• [Task requirements]
Count the lines in the items below that contain the string "life", with case counting. Give only the number.
>> start Dataset rows
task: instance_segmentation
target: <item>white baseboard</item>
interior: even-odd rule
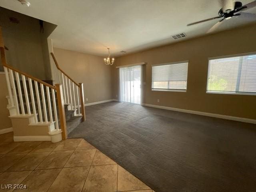
[[[50,141],[52,138],[50,136],[14,136],[14,141]]]
[[[253,123],[256,124],[256,120],[248,119],[246,118],[242,118],[241,117],[234,117],[233,116],[228,116],[228,115],[221,115],[220,114],[216,114],[214,113],[207,113],[206,112],[202,112],[200,111],[193,111],[187,109],[179,109],[178,108],[174,108],[173,107],[166,107],[166,106],[161,106],[160,105],[152,105],[151,104],[147,104],[144,103],[142,105],[146,107],[154,107],[154,108],[158,108],[159,109],[166,109],[167,110],[171,110],[172,111],[179,111],[187,113],[191,113],[196,115],[203,115],[204,116],[208,116],[209,117],[216,117],[221,119],[228,119],[233,121],[240,121],[246,123]]]
[[[90,105],[97,105],[100,103],[106,103],[107,102],[110,102],[111,101],[117,101],[116,99],[109,99],[108,100],[105,100],[104,101],[98,101],[97,102],[94,102],[93,103],[86,103],[84,104],[84,106],[90,106]]]
[[[10,128],[6,128],[6,129],[3,129],[0,130],[0,135],[1,134],[4,134],[4,133],[8,133],[9,132],[12,132],[13,131],[12,127]]]

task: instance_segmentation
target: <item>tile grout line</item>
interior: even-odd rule
[[[50,155],[50,154],[51,153],[52,153],[52,152],[50,152],[50,153],[49,153],[49,154],[48,154],[47,155],[46,155],[46,157],[44,158],[44,159],[43,159],[43,160],[42,160],[41,162],[40,162],[40,163],[39,163],[38,164],[38,165],[37,165],[37,166],[36,166],[36,167],[35,168],[34,168],[34,170],[36,170],[36,168],[37,168],[37,167],[38,167],[38,166],[39,166],[39,165],[40,165],[40,164],[42,163],[42,162],[43,161],[44,161],[45,160],[45,159],[46,159],[46,158],[47,158],[48,156],[49,156]]]
[[[83,187],[82,188],[82,190],[81,190],[81,192],[83,191],[84,190],[84,185],[85,184],[85,182],[86,181],[86,180],[87,179],[87,177],[88,177],[88,175],[89,175],[89,173],[90,172],[90,170],[91,169],[91,167],[92,167],[92,162],[93,162],[93,160],[94,160],[94,157],[95,157],[95,155],[96,154],[96,152],[97,152],[97,150],[95,151],[95,153],[94,153],[94,155],[93,156],[93,158],[92,158],[92,162],[91,163],[91,165],[90,166],[90,168],[89,168],[89,170],[88,170],[88,173],[87,174],[87,175],[86,175],[86,177],[85,178],[85,180],[84,180],[84,185],[83,185]]]
[[[117,165],[117,178],[116,178],[116,191],[118,190],[118,164]]]
[[[54,182],[54,181],[55,181],[55,180],[56,180],[56,179],[58,177],[58,176],[59,176],[59,175],[60,174],[60,172],[61,172],[61,171],[62,170],[62,169],[63,169],[63,168],[60,168],[61,169],[61,170],[60,170],[60,172],[59,172],[59,173],[58,174],[58,175],[57,175],[57,176],[56,176],[56,177],[54,179],[54,180],[52,181],[52,184],[51,184],[51,185],[49,187],[49,188],[48,188],[48,189],[47,189],[47,190],[46,191],[46,192],[48,192],[48,191],[50,189],[50,188],[51,188],[51,187],[52,186],[52,184],[53,184],[53,183]]]

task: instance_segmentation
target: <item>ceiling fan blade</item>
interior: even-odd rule
[[[198,21],[197,22],[194,22],[194,23],[190,23],[189,24],[188,24],[187,25],[187,26],[190,26],[192,25],[194,25],[195,24],[197,24],[198,23],[202,23],[203,22],[205,22],[206,21],[210,21],[211,20],[213,20],[214,19],[221,18],[222,17],[221,16],[218,16],[218,17],[213,17],[212,18],[210,18],[209,19],[205,19],[204,20],[202,20],[202,21]]]
[[[217,29],[217,28],[220,26],[220,25],[221,24],[222,22],[224,19],[225,18],[223,18],[223,19],[222,19],[220,20],[219,21],[218,21],[217,23],[216,23],[214,24],[214,25],[212,26],[209,30],[208,30],[208,31],[207,31],[207,32],[206,32],[206,33],[211,33],[212,32],[214,31],[215,30]]]

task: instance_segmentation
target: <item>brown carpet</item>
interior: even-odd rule
[[[83,138],[157,192],[256,191],[256,125],[126,103],[86,107]]]

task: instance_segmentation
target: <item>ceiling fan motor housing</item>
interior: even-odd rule
[[[234,4],[234,9],[232,8],[232,10],[231,9],[226,9],[225,11],[223,11],[223,8],[225,9],[224,7],[222,8],[221,8],[219,12],[218,12],[218,14],[219,16],[223,17],[225,19],[226,18],[230,18],[232,17],[234,15],[234,14],[237,11],[240,11],[243,9],[243,7],[242,6],[242,3],[239,1],[236,1],[235,2]],[[245,8],[246,7],[245,7]],[[237,15],[239,15],[239,14],[237,14]]]

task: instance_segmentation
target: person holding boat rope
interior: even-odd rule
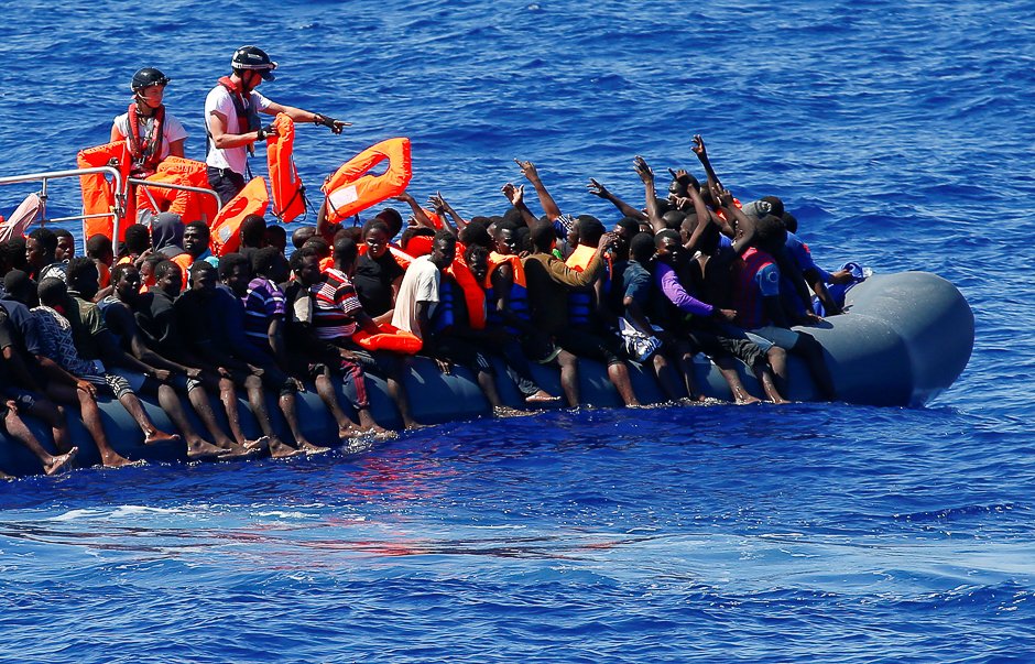
[[[323,124],[340,134],[350,122],[314,113],[268,99],[255,90],[263,80],[274,80],[276,63],[257,46],[241,46],[230,58],[231,73],[224,76],[205,99],[205,127],[208,130],[208,182],[222,205],[244,188],[248,156],[254,144],[275,134],[272,124],[263,126],[259,113],[286,113],[295,122]]]

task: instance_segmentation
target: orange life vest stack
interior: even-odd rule
[[[388,160],[381,175],[370,171]],[[399,196],[410,184],[413,163],[410,139],[388,139],[363,150],[339,167],[322,191],[327,195],[327,219],[337,224],[382,200]]]

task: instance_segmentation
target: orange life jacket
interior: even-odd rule
[[[588,247],[586,244],[579,244],[575,248],[575,251],[571,252],[571,255],[568,257],[568,260],[564,262],[565,265],[571,268],[573,270],[578,270],[582,272],[589,265],[589,261],[593,259],[593,255],[597,253],[596,247]]]
[[[96,148],[80,150],[76,155],[76,165],[79,168],[96,168],[98,166],[115,166],[122,174],[122,183],[130,175],[132,160],[129,157],[129,149],[126,141],[115,141]],[[94,173],[92,175],[79,176],[79,189],[83,193],[83,214],[88,218],[83,220],[83,237],[89,239],[96,235],[102,235],[111,238],[113,228],[112,217],[89,217],[90,215],[107,215],[115,208],[116,191],[115,183],[109,183],[103,173]],[[127,199],[127,208],[132,206],[132,202]],[[134,210],[126,209],[123,219],[135,219]],[[119,221],[119,241],[126,237],[126,227],[128,225]]]
[[[423,341],[413,333],[393,327],[388,323],[378,324],[381,334],[371,335],[362,329],[352,334],[352,340],[367,350],[392,350],[403,355],[414,355],[421,350]]]
[[[434,241],[435,238],[432,236],[414,236],[410,238],[408,242],[406,242],[406,253],[414,258],[418,255],[427,255],[432,252],[432,244]]]
[[[367,247],[367,242],[363,242],[359,246],[359,255],[367,255],[368,251],[369,251],[369,248]],[[413,259],[415,259],[417,255],[423,255],[423,254],[411,254],[408,251],[403,251],[402,249],[400,249],[399,247],[395,247],[394,244],[389,244],[389,251],[392,253],[392,258],[395,259],[395,262],[399,263],[399,266],[402,268],[403,270],[408,268],[410,263],[412,263]],[[431,253],[431,251],[428,251],[428,253]]]
[[[381,175],[371,168],[388,160]],[[338,168],[322,191],[327,195],[327,220],[340,222],[406,189],[412,175],[410,139],[389,139],[363,150]]]
[[[179,265],[179,272],[183,276],[183,283],[179,284],[179,292],[183,293],[187,290],[187,270],[190,269],[190,265],[194,264],[194,257],[184,251],[173,258],[168,259]]]
[[[205,162],[178,156],[168,156],[163,160],[159,164],[157,172],[146,179],[154,183],[209,188],[208,167]],[[166,210],[175,213],[179,215],[184,224],[198,220],[207,224],[215,219],[219,211],[216,199],[211,196],[194,192],[144,186],[137,187],[137,209],[150,209],[155,214]]]
[[[305,187],[292,157],[295,144],[295,123],[287,113],[277,113],[273,121],[276,135],[266,140],[266,163],[270,166],[270,194],[273,215],[290,224],[305,214]]]
[[[213,221],[213,253],[226,255],[241,246],[241,221],[249,215],[265,215],[270,205],[264,177],[253,177],[241,193],[222,206]]]
[[[525,266],[521,262],[521,257],[509,253],[497,253],[495,251],[489,252],[489,271],[486,273],[486,289],[492,287],[492,273],[495,272],[495,269],[504,263],[510,263],[511,269],[514,271],[514,283],[521,286],[522,289],[529,287],[529,282],[525,280]]]

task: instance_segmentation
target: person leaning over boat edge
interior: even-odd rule
[[[166,156],[182,157],[184,154],[187,131],[179,120],[165,112],[162,104],[170,80],[154,67],[139,69],[130,81],[132,104],[111,123],[110,141],[126,141],[133,161],[133,177],[153,175]]]
[[[263,97],[255,88],[263,80],[274,80],[276,63],[257,46],[241,46],[230,58],[230,75],[224,76],[205,99],[205,127],[208,131],[208,182],[222,205],[244,188],[248,155],[254,143],[275,134],[272,124],[263,127],[259,113],[287,113],[295,122],[323,124],[339,134],[350,122],[284,106]]]

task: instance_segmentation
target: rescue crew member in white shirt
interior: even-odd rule
[[[328,116],[283,106],[255,91],[263,80],[273,80],[276,63],[255,46],[241,46],[230,59],[230,76],[224,76],[205,99],[205,126],[208,130],[208,182],[219,194],[222,205],[244,188],[248,155],[253,144],[275,134],[272,124],[265,127],[259,113],[276,116],[287,113],[295,122],[314,122],[328,127],[334,133],[350,122]]]
[[[154,67],[138,70],[130,83],[133,102],[112,122],[110,141],[126,141],[133,177],[153,175],[166,156],[183,156],[187,132],[162,104],[168,81],[168,76]]]

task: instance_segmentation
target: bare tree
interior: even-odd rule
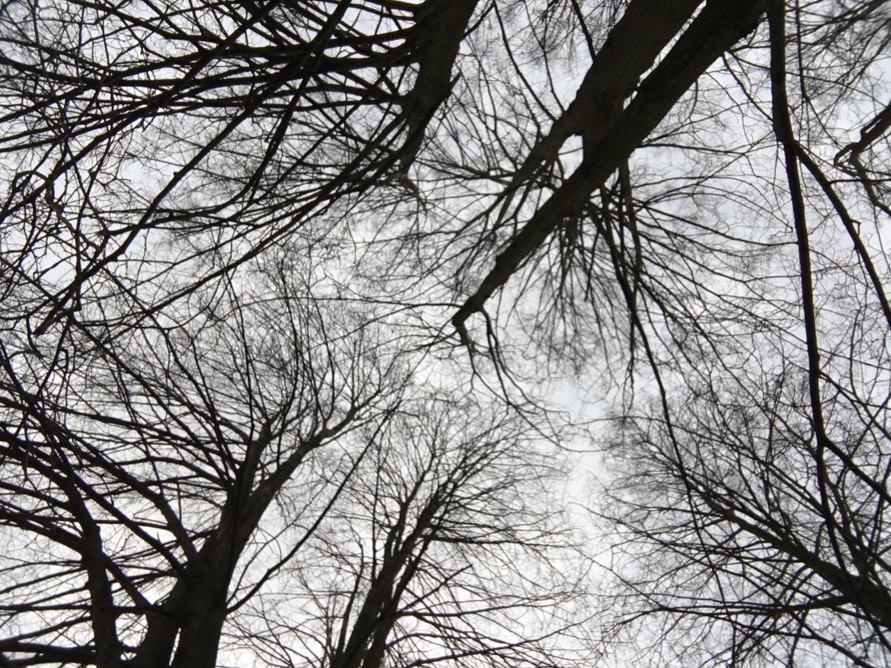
>> end Dataset rows
• [Result]
2